#### REQUIREMENT
Output all entries verbatim. Skip pictures.

#### INPUT
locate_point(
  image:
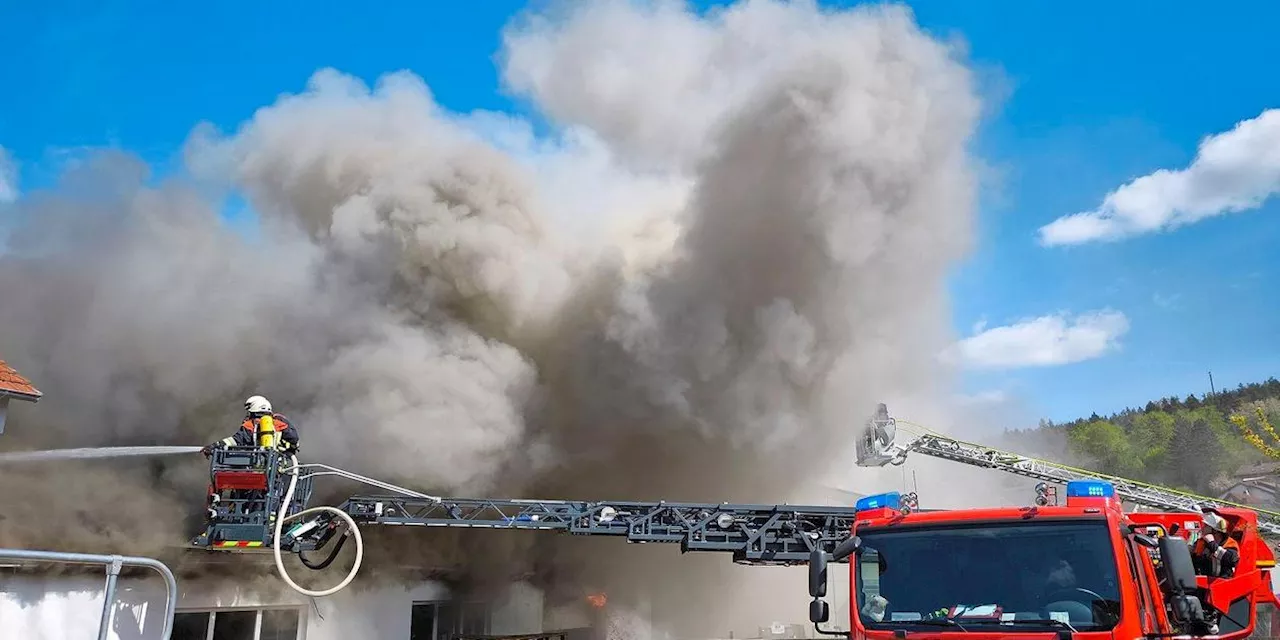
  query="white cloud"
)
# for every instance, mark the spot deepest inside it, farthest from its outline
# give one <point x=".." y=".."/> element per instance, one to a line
<point x="8" y="178"/>
<point x="1232" y="172"/>
<point x="1046" y="341"/>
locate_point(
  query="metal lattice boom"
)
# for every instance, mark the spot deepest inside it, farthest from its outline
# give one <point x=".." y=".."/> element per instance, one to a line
<point x="877" y="448"/>
<point x="755" y="534"/>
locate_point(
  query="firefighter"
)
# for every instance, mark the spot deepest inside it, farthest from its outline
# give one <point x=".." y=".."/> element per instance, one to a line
<point x="257" y="414"/>
<point x="1215" y="553"/>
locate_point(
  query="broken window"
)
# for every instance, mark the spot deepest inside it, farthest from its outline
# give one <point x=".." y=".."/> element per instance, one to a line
<point x="273" y="624"/>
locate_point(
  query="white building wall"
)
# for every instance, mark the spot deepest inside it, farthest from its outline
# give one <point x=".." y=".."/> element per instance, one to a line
<point x="69" y="608"/>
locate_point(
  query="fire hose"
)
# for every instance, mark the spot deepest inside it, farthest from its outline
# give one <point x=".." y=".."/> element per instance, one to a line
<point x="279" y="525"/>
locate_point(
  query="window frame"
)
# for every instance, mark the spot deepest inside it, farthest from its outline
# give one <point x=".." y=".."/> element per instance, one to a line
<point x="257" y="617"/>
<point x="460" y="616"/>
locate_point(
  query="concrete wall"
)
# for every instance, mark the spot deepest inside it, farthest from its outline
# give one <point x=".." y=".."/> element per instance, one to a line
<point x="69" y="608"/>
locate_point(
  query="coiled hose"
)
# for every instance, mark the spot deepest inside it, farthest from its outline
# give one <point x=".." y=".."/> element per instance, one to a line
<point x="279" y="525"/>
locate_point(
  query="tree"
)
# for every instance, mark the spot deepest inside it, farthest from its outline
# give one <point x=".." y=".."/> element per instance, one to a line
<point x="1196" y="455"/>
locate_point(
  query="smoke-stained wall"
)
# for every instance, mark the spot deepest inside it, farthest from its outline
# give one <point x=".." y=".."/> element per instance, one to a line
<point x="731" y="245"/>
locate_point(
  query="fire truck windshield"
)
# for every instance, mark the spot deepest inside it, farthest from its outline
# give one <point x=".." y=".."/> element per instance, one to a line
<point x="1023" y="576"/>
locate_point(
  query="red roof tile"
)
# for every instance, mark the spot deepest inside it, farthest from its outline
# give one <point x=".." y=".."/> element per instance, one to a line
<point x="13" y="383"/>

#### ANSWER BELOW
locate_point(
  image:
  query="white cloud"
)
# for every instance, mark the spot deepest inside it, farthest from its outline
# give one <point x=".." y=".."/> element per instance, one to a line
<point x="8" y="178"/>
<point x="1232" y="172"/>
<point x="1046" y="341"/>
locate_point(
  query="metal lattice boom"
)
# for every instance, mark the spot deepest inside it, farthest from its outline
# give one <point x=".." y=".."/> element per instance, one to a line
<point x="877" y="448"/>
<point x="755" y="534"/>
locate_point(
  query="firefighter"
)
# for every instance, mark the spot deepest inside it, farthest from its outline
# give one <point x=".." y=".."/> element per instance, one to a line
<point x="257" y="414"/>
<point x="1215" y="553"/>
locate_point(
  query="broken window"
)
# for every instance, mark the spot deepest inside it, farthest from its outline
# give one <point x=".." y=".."/> element per instance, one to a line
<point x="273" y="624"/>
locate_point(
  query="white building wall"
)
# for every instance, mark the spot deepest inside it, farthest from its outline
# give one <point x=".." y=".."/> element per instance, one to a line
<point x="69" y="608"/>
locate_point(
  query="fire hose"
)
# for every instance, mark the spot deepest inside it, farthest from its outline
# give one <point x=".." y=".."/> element per instance, one to a line
<point x="279" y="525"/>
locate_point(
  query="window frame"
)
# for every instance, mark the spot deepest inside it, farthest from its outline
# give one <point x=".." y=".."/> element per instance, one to a line
<point x="257" y="617"/>
<point x="460" y="616"/>
locate_point(
  query="concrete wall"
)
# for every instance, mark the spot deepest inside it, farthest from its outline
# give one <point x=".." y=".."/> element per instance, one to a line
<point x="69" y="608"/>
locate_point(
  query="coiled hose"
)
# for every instance, mark the spot deepest inside it, farthest from its outline
# give one <point x=".." y=".."/> element per instance, one to a line
<point x="279" y="525"/>
locate_point(
  query="tree"
)
# for every instance, mark the spot deepest inside it, farthest from its outline
# give one <point x=".." y=".."/> element per instance, one to a line
<point x="1196" y="455"/>
locate_point(
  query="smoke-stained wall"
)
# for every instance, mark the spot deepest inside it, farthest from its outline
# give one <point x=".." y=".."/> element per instance, one to a line
<point x="731" y="245"/>
locate_point(
  query="fire truck windshield"
)
# for every instance, mark the spot deepest inside it, farthest from its outline
# give one <point x=".." y=".."/> element per instance, one to a line
<point x="1023" y="576"/>
locate_point(
  query="red roof tile"
)
# for every instance, mark the spot deepest inside it, farthest from its outline
# give one <point x=".." y=".."/> element per instance, one to a line
<point x="13" y="383"/>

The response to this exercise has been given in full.